Alıntılanan metin =>
Türk Müzeciliğinin Doğuşu

Paylaş

Müze kavramının kökeni Antik Yunan dünyasına dayanmaktadır. Grekçede “mouseion” kelimesi, Yunan mitolojisinde baş tanrı Zeus ile Mnemosyne’nin kızları olan mousalar(ilham perileri) için adanan tapınak anlamına gelir. Bu terim, sanat ve bilimle uğraşılan yerleri de ifade eder. “Mouseion” kelimesi Latinceye “museum” olarak geçmiş ve günümüzde İngilizcede ve Almancada “museum”, Fransızcada ise “musée” olarak kullanılmaktadır.

Müzelerin mekânsal bir kavram olarak ortaya çıkmasıyla birlikte farklı tanımlamalar yapılmıştır. Kültür Varlıkları ve Müzeler Genel Müdürlüğü internet sitesinde müze şu şekilde tanımlanmıştır: “Toplumun hizmetinde olan ve onun gelişimi için çalışan, insanlığın somut ve somut olmayan kültürel mirası ile çevresini tanıması ve sahiplenmesi amacıyla ilmi yöntemlerle açığa çıkaran, inceleyen, değerlendiren, koleksiyonlar oluşturan, koruyan, tanıtan, sürekli ve geçici olarak sergileyen, eğiten, kültürel ve sanatsal zevkini ile dünya görüşünü geliştirmesinde etkili olan, kamuya açık, kâr amacı gütmeyen daimi kuruluştur.” Bu tanımlamalar modern müzeler için geçerli olsa da, müzeciliğe benzer faaliyetlerin insanlığın en eski dönemlerinden beri var olduğu söylenebilir. Yeni Taş Çağı’nda(Neolitik Çağ) insanların atalarından kalan nesneleri saklamaya başladıkları görülmektedir. Ayrıca bu dönemlerde bazı bireylerin statü elde edebilmek için nesneleri ele geçirip muhafaza etme çabaları, ilkel bir müzecilik anlayışının oluşmasına zemin hazırlamıştır. Eski Çağ medeniyetlerinin, mağlup ettikleri devletlere ait önemli tanrı heykellerini kendi ülkelerine götürmesi de bu anlayışın bir parçasıdır.

Amaç =>
Türk müzeciliğinin doğuşunu anlatan metni lütfen son cümlesinden sonra sürdürün. Bu iş için listeye gerek yoktur.

Veri kümesi içeriği =>
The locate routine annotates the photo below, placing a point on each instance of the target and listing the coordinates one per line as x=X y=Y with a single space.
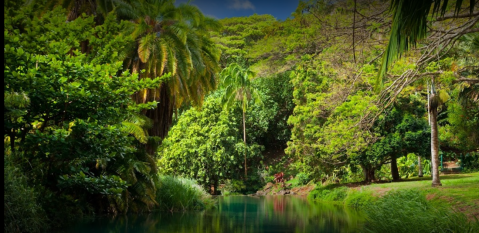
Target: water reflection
x=238 y=214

Görev çıktısı =>
Balbal-238x300 Türk Müzeciliğinin Doğuşu
Balbal, Kırgızistan.

Türklerde müzeciliğin ortaya çıkışına değinmeden önce, eski dönemlerdeki koruma anlayışına da değinmek önemlidir. Türk müzeciliğinin kökenlerini Türkistan’da aramak yerinde olacaktır; çünkü Türklerin çok eski dönemlerden beri atalarından kalan eserlere önem verdiği bilinmektedir. Atalarının hatıralarını yaşatmak isteyen Türkler, balbal adı verilen mezar taşlarına atalarının suretlerini kazımış ve bu alanları dönem dönem ziyaret etmişlerdir. İslamiyeti kabul eden Türkler de atalarının hatıralarını yaşatabilmek adına kümbetler ve türbeler inşa etmiş, bu alanları belirli aralıklarla ziyaret etmişlerdir. Tüm bunlar, ilk müzecilik faaliyetleri olarak değerlendirilebilir.

Modern müzeciliğin ortaya çıkışı, İtalya’da Rönesans Dönemi’ne denk gelmektedir. Rönesans ile birlikte Avrupa’daki aydınlar, kültürel bağları olduğunu düşündükleri Roma ve Antik Yunan’a ait eserleri koleksiyonlarına katmaya başlamışlardır. Daha sonra misafirperverliklerini gösterebilmek amacıyla bu eserleri sergilemeleri, modern müzeciliğin doğmasına sebep olmuştur. Reform Dönemi’nde koleksiyonlarını zenginleştirmeye devam eden aydınlara ek olarak devletler de kendi koleksiyonlarını oluşturmaya başlamıştır. Bu girişimlerin sonucunda İngiltere’de British Museum ve Fransa’da Louvre Müzesi gibi büyük müzeler kurulmuştur. Sanayi Devrimi ile birlikte her alanda rekabet etmeye başlayan Avrupalı devletler, eski eserleri koleksiyonlarına katmak için birbirleriyle yarışa girmiştir.

aya-irini-252x300 Türk Müzeciliğinin Doğuşu
Aya İrini Kilisesi, Fatih, İstanbul, Türkiye.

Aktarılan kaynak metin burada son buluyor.